Work item: In the entries below, find the line with "Query: front wheel arch" and the line with "form: [136, 112]."; give again those lines and every line between them, exactly.
[Stored data — start]
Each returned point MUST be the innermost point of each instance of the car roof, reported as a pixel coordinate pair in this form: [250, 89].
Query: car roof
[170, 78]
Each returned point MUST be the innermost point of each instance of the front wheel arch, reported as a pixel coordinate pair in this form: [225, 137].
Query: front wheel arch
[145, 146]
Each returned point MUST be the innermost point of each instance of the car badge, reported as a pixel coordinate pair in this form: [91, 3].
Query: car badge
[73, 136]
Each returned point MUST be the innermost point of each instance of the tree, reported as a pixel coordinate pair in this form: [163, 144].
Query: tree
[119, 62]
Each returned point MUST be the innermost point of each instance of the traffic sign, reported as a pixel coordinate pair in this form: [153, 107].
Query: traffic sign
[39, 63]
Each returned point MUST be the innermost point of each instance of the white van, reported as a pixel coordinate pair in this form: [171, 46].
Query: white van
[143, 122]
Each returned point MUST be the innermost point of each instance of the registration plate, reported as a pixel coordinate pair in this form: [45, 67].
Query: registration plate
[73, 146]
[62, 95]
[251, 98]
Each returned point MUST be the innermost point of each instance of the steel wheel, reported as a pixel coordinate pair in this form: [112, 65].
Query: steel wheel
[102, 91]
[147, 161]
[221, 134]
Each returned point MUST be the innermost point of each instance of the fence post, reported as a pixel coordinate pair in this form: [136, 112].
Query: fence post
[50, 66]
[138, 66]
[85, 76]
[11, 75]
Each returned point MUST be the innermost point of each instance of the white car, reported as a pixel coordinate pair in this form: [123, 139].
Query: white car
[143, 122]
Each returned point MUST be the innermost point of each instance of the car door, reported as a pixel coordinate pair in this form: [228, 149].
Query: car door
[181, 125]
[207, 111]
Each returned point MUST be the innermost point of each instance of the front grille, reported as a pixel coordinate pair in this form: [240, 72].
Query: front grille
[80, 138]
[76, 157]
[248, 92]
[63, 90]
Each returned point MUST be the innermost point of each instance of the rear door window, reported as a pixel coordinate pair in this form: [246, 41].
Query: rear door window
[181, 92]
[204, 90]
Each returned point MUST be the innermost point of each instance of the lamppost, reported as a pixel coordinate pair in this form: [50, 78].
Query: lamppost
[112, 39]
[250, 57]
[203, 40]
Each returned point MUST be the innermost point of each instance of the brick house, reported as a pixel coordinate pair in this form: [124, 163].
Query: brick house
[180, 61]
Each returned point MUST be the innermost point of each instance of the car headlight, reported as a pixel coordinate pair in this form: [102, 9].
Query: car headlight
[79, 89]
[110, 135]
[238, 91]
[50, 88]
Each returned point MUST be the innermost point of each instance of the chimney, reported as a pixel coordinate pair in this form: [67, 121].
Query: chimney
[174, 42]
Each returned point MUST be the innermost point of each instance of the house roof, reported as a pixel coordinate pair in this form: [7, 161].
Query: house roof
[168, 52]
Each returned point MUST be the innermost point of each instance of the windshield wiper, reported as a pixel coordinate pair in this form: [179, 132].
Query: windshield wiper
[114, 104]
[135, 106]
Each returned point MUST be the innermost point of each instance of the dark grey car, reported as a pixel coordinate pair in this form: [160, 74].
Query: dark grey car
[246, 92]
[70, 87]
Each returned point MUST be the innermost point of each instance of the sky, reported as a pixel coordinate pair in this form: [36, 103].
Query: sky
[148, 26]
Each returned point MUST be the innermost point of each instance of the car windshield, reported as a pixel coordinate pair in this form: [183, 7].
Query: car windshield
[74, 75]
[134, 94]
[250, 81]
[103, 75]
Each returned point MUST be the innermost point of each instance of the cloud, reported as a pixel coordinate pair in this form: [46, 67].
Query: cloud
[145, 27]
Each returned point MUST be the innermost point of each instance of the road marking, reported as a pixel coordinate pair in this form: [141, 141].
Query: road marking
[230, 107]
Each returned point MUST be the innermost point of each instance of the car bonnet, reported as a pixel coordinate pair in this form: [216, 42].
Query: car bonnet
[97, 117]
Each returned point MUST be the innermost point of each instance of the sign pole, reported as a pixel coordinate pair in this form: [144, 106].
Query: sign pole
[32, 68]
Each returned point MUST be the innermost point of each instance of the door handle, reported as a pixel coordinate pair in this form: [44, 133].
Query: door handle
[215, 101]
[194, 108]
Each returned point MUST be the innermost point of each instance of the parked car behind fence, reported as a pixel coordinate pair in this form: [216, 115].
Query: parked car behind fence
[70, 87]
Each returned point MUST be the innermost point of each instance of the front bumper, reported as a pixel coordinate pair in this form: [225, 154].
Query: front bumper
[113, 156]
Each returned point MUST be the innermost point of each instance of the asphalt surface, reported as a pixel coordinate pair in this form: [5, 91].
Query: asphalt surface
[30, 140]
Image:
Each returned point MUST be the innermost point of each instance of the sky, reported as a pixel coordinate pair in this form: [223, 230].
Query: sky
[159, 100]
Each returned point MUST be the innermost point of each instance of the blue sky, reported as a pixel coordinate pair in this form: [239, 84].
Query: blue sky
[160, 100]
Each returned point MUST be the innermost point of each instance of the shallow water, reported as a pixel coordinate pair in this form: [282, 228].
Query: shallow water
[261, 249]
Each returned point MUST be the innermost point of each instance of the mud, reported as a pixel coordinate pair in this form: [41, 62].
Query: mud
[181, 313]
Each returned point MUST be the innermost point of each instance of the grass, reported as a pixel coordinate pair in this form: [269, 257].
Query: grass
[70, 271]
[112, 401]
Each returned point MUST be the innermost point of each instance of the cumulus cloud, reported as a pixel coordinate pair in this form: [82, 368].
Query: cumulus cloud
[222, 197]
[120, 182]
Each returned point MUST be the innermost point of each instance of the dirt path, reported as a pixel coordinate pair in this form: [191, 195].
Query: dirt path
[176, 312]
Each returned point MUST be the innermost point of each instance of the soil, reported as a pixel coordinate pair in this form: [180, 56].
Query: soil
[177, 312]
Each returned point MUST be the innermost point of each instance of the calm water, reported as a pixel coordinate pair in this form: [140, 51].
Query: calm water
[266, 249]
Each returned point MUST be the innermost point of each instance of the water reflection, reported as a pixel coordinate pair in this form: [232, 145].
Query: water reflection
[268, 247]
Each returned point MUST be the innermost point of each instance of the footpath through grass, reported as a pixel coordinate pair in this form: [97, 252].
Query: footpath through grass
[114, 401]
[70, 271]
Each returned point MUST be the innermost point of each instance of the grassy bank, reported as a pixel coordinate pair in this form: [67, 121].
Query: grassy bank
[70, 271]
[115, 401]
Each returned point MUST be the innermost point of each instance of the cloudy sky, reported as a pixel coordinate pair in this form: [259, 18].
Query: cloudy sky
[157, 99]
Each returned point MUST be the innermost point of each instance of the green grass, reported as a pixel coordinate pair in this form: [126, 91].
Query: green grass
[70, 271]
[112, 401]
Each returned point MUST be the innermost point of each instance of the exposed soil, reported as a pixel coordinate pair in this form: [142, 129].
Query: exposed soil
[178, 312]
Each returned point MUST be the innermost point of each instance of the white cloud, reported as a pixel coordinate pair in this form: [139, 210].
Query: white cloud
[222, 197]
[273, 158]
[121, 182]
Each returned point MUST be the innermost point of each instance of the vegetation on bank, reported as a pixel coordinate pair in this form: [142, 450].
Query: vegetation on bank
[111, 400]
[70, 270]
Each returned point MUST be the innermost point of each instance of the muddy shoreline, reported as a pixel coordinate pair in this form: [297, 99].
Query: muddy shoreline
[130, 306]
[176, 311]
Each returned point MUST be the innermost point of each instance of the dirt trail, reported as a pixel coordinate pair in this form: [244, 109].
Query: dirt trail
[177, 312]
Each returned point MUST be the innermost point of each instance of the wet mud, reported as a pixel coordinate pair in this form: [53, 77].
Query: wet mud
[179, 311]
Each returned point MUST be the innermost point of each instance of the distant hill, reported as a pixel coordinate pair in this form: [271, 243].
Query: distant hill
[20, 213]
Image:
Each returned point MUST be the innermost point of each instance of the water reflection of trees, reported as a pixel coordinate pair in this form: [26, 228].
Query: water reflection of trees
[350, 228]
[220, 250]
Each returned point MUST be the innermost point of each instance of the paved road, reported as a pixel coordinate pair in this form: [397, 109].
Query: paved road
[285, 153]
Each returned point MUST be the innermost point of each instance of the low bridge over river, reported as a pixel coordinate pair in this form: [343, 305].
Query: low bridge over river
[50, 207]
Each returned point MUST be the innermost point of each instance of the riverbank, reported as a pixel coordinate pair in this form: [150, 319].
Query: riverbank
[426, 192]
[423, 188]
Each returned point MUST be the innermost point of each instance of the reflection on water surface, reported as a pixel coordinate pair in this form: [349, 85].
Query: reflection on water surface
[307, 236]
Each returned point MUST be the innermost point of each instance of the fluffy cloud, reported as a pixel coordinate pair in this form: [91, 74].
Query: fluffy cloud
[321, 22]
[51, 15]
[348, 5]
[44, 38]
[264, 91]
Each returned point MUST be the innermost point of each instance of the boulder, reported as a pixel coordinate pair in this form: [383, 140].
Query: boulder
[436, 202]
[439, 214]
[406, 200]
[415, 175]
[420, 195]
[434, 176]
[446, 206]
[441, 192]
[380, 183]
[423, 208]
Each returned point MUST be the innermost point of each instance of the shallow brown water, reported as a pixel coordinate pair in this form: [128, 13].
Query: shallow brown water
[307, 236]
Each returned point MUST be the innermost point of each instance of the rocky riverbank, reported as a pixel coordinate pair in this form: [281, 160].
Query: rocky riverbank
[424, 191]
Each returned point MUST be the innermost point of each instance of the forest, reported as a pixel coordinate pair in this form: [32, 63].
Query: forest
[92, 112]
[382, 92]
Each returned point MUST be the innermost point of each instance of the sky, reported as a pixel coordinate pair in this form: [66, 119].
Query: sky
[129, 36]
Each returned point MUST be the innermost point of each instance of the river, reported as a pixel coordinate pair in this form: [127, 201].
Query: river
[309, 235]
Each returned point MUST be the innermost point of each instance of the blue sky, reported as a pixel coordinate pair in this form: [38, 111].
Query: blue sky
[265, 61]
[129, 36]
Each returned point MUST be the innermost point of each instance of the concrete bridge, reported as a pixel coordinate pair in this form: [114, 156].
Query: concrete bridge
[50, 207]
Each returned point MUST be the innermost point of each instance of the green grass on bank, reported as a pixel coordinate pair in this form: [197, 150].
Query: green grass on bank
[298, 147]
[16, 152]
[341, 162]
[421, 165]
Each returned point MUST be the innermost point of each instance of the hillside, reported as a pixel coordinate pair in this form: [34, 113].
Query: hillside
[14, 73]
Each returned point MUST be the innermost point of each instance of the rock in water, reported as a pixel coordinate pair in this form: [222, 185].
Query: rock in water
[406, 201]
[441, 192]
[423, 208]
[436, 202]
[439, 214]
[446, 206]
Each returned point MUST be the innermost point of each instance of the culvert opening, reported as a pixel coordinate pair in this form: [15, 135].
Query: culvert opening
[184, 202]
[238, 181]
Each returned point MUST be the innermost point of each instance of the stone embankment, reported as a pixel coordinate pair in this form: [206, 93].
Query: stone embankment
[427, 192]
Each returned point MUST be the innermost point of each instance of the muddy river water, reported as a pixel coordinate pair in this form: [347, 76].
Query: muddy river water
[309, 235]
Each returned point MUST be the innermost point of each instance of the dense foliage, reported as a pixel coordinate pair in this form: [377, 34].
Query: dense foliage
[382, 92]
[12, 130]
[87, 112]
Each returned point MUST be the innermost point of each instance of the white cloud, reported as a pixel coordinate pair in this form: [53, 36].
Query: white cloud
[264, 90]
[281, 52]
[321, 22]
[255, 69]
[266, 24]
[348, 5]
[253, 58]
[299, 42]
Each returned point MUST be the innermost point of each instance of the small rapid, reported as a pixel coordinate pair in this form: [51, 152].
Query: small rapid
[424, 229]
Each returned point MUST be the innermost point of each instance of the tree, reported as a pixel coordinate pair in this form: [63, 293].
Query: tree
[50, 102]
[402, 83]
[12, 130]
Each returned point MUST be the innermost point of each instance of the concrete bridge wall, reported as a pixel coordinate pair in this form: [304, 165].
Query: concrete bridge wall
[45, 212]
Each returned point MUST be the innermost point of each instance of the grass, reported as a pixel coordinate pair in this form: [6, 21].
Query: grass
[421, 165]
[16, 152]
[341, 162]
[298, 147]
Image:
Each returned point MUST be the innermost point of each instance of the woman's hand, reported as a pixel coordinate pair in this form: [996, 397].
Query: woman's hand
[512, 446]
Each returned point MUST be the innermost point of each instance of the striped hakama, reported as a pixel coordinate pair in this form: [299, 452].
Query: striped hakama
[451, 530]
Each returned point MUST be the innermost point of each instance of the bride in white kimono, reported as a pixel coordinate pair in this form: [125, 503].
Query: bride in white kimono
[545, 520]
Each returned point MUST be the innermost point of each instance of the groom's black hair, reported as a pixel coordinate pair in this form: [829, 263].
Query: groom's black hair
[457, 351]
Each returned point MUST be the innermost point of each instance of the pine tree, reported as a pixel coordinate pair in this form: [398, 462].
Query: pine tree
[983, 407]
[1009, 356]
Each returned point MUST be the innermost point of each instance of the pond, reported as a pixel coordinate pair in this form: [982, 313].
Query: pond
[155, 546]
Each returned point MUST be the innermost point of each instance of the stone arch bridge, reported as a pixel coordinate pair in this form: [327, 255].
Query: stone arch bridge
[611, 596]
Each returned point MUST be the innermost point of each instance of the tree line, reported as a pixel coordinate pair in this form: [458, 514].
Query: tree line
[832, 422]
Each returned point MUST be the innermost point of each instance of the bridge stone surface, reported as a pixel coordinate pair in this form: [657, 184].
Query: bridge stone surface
[Stored data — finish]
Your response:
Query: front wheel arch
[145, 146]
Each returned point MUST be the innermost point of each instance of the car badge, reported as a pixel coordinate pair in this form: [91, 3].
Query: car badge
[73, 136]
Each returned point MUST be the innermost point of each instance of the tree, reported as a pixel coordinate pair in this form: [163, 144].
Query: tree
[119, 62]
Each returned point MUST be the innermost point of each instance of the traffic sign, reported as a pixel coordinate pair in this form: [153, 107].
Query: traffic sign
[39, 63]
Each returned point MUST be the innermost point of each instance of the white van, reported as a pixel coordinate pair in this form: [171, 46].
Query: white van
[143, 122]
Each returned point MUST be the innermost point of each instance of the registration plate, reported as a pixel coordinate pair in this form: [45, 67].
Query: registration plate
[73, 146]
[62, 95]
[251, 98]
Each returned point MUST be the innermost point of each instance of the steel wheel, reported as a pixel coordinate pair in this form: [112, 65].
Query: steel wheel
[102, 91]
[147, 161]
[221, 134]
Each returned point MUST be the innermost point of each instance of the fence post, reported as a pixel coordinate pair in this form: [136, 112].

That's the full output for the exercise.